◆ SUPPLIED INFORMATION ◆
============

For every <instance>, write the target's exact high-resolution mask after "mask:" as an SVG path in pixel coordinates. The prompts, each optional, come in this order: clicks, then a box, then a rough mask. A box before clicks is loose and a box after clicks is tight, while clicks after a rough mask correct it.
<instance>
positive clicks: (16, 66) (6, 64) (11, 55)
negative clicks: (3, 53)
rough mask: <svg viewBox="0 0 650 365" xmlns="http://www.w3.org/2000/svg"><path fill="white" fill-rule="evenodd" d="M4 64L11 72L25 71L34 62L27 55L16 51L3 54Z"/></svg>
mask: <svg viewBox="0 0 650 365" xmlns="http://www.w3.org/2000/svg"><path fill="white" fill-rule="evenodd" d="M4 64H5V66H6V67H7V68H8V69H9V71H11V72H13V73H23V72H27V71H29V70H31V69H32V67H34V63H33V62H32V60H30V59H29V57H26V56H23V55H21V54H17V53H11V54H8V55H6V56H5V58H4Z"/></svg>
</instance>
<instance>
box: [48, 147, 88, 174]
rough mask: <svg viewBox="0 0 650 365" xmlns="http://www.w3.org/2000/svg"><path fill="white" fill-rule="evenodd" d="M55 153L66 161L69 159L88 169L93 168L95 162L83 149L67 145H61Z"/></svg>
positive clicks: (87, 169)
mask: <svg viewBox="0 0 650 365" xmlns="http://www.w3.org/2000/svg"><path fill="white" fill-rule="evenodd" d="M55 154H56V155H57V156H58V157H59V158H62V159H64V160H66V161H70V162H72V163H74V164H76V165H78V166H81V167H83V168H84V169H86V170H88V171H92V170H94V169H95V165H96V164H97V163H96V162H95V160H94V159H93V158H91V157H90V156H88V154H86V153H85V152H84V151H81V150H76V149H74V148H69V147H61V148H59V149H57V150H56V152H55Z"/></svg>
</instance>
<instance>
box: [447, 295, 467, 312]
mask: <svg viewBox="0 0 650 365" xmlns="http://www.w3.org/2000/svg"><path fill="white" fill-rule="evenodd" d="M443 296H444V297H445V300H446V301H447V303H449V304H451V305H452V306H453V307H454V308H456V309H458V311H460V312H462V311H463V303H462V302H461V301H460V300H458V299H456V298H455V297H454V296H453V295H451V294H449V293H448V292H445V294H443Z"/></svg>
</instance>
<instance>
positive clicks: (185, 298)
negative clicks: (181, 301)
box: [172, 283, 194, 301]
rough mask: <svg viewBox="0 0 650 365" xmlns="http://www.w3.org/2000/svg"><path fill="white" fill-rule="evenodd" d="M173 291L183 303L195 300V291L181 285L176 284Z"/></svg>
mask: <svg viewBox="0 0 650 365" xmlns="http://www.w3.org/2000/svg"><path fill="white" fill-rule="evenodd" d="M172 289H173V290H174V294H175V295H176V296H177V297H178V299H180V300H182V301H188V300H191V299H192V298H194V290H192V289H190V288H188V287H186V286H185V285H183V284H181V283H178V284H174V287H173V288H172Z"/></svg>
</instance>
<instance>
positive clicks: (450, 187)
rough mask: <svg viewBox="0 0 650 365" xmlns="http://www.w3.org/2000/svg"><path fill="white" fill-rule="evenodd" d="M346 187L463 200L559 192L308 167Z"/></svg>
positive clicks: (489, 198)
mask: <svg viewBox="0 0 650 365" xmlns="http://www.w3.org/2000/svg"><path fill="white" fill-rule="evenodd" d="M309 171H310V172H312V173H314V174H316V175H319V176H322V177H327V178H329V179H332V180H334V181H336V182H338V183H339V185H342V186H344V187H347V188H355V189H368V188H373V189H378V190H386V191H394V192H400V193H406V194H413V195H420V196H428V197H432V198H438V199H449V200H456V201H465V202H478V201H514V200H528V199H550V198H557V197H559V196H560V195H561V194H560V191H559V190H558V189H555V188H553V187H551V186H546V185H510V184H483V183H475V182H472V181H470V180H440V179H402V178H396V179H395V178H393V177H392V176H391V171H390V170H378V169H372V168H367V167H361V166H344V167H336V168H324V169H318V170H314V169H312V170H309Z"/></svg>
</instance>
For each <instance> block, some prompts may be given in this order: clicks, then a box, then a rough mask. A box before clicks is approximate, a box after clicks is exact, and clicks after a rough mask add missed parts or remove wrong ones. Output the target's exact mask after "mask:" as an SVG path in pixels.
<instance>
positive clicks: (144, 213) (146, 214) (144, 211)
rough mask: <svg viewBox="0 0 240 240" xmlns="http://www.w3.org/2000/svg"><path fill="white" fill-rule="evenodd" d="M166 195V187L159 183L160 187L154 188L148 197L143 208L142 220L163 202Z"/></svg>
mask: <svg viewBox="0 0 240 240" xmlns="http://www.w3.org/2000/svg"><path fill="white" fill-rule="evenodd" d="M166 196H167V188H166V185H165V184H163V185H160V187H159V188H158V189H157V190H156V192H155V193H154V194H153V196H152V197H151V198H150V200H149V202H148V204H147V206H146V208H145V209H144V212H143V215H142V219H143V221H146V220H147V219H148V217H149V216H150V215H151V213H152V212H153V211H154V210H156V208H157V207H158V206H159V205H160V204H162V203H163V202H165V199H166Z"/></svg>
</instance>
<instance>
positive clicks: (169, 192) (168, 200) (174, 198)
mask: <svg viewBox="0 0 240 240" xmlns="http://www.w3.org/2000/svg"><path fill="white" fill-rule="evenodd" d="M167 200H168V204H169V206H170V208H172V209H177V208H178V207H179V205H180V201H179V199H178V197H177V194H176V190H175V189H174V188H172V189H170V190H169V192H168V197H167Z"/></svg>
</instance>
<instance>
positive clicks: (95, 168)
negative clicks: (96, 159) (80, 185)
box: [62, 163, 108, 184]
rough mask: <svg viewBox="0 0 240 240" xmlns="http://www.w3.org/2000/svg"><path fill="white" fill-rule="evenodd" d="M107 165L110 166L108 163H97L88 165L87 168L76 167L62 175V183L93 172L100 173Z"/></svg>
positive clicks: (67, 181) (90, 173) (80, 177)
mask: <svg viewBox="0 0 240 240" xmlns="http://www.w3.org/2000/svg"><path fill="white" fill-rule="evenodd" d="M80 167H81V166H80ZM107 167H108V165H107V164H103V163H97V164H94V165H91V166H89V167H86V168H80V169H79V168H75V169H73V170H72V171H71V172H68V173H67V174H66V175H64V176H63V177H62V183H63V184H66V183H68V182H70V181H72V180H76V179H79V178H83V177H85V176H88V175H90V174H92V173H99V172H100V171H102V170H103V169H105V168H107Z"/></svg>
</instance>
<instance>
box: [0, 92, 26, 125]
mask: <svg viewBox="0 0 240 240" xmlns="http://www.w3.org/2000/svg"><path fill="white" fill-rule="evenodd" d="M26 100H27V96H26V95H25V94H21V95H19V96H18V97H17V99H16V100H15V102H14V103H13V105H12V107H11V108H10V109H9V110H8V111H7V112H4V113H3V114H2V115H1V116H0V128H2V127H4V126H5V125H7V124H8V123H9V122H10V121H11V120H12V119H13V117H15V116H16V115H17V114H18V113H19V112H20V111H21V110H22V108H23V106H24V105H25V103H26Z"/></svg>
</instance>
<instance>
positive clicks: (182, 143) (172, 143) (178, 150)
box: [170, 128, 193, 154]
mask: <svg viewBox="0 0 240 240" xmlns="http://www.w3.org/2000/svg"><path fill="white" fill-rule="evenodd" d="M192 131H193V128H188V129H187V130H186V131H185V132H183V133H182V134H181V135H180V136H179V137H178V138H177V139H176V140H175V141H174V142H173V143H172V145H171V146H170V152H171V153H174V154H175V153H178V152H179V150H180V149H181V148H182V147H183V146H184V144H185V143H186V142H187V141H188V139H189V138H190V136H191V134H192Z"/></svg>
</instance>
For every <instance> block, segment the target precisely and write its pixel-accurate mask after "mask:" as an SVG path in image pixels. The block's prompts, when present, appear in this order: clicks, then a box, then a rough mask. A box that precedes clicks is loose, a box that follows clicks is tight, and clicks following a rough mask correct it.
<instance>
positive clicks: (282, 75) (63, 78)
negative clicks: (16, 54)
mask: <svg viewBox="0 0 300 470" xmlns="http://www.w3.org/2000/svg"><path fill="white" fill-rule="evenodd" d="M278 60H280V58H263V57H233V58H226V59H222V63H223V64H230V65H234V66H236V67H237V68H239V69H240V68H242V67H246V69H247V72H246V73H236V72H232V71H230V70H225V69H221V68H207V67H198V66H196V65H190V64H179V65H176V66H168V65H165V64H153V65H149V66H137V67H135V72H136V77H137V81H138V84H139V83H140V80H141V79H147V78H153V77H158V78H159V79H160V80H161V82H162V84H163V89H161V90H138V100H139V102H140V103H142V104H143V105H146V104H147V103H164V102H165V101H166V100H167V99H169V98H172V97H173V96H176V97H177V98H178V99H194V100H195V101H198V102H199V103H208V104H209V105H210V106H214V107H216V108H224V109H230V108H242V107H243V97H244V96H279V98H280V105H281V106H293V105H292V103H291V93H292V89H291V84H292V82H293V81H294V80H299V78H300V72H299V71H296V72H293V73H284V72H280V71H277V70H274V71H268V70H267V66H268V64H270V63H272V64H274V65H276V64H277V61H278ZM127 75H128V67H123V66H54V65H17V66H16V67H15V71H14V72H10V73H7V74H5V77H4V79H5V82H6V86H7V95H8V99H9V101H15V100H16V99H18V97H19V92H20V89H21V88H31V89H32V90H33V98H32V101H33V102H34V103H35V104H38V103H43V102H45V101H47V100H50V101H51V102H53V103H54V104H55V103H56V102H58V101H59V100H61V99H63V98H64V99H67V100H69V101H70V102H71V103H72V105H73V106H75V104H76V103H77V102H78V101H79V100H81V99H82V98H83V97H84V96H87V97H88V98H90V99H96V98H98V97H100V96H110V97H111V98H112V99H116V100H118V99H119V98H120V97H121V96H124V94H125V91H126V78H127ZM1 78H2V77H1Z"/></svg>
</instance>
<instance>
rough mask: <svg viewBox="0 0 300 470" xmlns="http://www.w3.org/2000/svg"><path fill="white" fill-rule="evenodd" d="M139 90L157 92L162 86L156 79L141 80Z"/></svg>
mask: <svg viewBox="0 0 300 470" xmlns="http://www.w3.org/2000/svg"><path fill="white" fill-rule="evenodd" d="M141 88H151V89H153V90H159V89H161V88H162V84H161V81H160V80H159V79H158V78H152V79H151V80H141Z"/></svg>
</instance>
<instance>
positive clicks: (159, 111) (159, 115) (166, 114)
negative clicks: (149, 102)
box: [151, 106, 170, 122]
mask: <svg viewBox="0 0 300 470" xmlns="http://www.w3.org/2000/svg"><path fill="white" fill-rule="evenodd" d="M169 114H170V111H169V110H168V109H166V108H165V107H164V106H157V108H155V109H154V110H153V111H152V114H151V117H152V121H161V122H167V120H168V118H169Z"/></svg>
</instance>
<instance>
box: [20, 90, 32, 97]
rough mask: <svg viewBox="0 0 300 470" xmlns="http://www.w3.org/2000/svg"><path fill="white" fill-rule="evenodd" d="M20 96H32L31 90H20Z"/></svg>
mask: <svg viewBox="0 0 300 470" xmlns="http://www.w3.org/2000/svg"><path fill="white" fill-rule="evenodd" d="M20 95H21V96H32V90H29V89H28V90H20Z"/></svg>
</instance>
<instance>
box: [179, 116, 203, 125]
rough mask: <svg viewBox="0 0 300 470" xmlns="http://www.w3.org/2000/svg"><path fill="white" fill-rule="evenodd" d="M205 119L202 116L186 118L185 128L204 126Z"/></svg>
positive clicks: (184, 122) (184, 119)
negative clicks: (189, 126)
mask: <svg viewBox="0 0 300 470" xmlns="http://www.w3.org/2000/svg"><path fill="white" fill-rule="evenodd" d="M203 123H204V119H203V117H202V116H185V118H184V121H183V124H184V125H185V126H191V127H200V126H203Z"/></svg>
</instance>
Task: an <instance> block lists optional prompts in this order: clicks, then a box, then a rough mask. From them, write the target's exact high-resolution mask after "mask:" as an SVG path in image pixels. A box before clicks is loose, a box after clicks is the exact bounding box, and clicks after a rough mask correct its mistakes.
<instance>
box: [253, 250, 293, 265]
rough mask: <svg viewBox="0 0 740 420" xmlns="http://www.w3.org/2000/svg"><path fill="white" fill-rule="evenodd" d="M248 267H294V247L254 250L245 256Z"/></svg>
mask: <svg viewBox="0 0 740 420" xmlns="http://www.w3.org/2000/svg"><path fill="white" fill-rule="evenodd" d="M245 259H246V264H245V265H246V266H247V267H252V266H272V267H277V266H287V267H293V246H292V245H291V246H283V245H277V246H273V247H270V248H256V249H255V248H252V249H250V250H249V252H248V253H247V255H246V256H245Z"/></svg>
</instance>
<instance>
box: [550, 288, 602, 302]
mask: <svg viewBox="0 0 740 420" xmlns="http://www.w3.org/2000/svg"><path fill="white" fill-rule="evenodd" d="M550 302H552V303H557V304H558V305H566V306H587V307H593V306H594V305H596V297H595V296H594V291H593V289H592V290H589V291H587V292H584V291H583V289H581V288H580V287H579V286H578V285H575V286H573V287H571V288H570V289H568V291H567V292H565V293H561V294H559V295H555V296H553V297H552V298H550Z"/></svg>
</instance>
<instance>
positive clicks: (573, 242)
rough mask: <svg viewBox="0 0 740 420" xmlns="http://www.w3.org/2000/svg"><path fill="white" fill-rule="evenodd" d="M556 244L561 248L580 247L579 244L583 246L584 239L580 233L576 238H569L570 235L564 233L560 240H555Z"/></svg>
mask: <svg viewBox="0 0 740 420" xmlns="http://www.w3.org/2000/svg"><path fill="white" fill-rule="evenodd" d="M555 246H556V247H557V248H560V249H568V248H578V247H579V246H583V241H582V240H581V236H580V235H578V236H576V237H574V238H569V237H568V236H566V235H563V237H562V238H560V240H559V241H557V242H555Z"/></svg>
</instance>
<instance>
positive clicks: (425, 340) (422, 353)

============

◆ EXERCISE ◆
How many lines above contain the word "image"? Reply with the number alone.

◆ EXPECTED ANSWER ◆
2